*Selected excerpt:*
By ERIC SCHAADT
NORTH BALTIMORE — Responding to public criticism of a recent hike in sewer rates, North Baltimore Council may adjust its rate structure.
During an informal committee-of-the-whole session Tuesday, Village Council pondered options to ease the burden on residents while meeting its financial obligations.
During last week’s council session, some residents complained of high bills.
Village Council last April raised the minimum sewer rates by $5.25 each month to help pay for the $6.3 million storm/sanitary sewer separation project in the northern portion of North Baltimore.
Sewer rates also were adjusted for customers who use more than 2,000 gallons of water a month.
Council’s Public Utilities Committee has been studying new rate proposals, but no decision was made Tuesday.
Any adjustment would require a vote by the full council.
Two ideas under consideration would be to phase in new rates during the next two or three years.
In a related topic, council wants to revise the schedule for finishing the sewer line separation project.
Delays were caused by the U.S. government’s fall shutdown and the harsh winter.
Substantial completion was slated for next week, a goal that won’t be reached, according to village representatives.
Todd Jenkins of the Findlay engineering firm Peterman Associates said mainline sewer work has been completed. Testing, lateral sewer line work, and other repairs are ongoing.

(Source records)
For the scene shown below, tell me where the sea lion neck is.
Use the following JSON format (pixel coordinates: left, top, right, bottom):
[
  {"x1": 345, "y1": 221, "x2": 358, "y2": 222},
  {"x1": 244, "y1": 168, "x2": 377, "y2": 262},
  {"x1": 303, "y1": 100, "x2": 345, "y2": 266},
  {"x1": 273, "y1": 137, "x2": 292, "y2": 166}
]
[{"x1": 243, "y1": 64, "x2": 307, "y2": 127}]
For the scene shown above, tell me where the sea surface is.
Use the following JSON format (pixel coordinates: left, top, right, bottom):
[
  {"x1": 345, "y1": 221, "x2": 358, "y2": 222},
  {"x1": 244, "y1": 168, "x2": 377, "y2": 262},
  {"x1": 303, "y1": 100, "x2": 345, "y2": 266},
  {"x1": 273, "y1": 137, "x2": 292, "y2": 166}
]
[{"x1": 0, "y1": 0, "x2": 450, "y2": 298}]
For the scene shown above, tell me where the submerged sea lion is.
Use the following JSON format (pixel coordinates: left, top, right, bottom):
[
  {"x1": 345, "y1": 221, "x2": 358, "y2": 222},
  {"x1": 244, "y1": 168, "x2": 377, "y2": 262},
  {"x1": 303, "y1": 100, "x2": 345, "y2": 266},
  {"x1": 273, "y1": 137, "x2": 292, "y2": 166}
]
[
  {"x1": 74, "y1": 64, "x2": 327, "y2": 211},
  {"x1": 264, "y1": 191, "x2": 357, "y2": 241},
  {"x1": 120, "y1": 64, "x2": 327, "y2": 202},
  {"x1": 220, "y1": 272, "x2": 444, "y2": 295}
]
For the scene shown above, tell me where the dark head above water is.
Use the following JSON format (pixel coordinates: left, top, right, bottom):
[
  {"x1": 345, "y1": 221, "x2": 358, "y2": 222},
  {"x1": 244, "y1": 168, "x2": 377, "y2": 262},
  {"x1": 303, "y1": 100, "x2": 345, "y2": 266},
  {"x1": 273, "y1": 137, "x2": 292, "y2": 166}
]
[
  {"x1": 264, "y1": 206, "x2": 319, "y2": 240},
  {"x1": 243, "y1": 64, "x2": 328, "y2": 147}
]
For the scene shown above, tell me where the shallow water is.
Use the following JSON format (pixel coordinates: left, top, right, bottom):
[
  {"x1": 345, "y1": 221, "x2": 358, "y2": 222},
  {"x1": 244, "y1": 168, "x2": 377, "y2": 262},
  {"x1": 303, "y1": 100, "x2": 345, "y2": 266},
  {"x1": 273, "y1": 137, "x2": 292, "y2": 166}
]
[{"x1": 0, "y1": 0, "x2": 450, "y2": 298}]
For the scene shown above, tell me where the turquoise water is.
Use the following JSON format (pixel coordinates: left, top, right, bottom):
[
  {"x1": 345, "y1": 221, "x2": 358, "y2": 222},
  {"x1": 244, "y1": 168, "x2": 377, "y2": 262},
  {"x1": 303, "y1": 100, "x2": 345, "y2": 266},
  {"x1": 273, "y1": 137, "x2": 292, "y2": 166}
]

*Required tasks:*
1. Answer these questions using the sewer rate article:
(a) By how much did council raise the minimum sewer rates each month last April?
(b) Which engineering firm is Todd Jenkins with?
(c) What caused the delays in the sewer line separation project?
2. Based on the sewer rate article, say whether each statement is true (yes or no), and quote the words that settle it:
(a) The Public Utilities Committee decided on new rates Tuesday.
(b) The storm/sanitary sewer separation project costs $6.3 million.
(c) Mainline sewer work is still underway.
3. Duplicate word for word the part of the sewer rate article that opens with the words containing "Two ideas under" and closes with "line separation project.".
The data play no part in this.

*Answers to the exercises:*
1.
(a) $5.25 each month.
(b) Peterman Associates, a Findlay engineering firm.
(c) The U.S. government's fall shutdown and the harsh winter.

2.
(a) No: "no decision was made Tuesday."
(b) Yes: "the $6.3 million storm/sanitary sewer separation project"
(c) No: "mainline sewer work has been completed."

3.
Two ideas under consideration would be to phase in new rates during the next two or three years.
In a related topic, council wants to revise the schedule for finishing the sewer line separation project.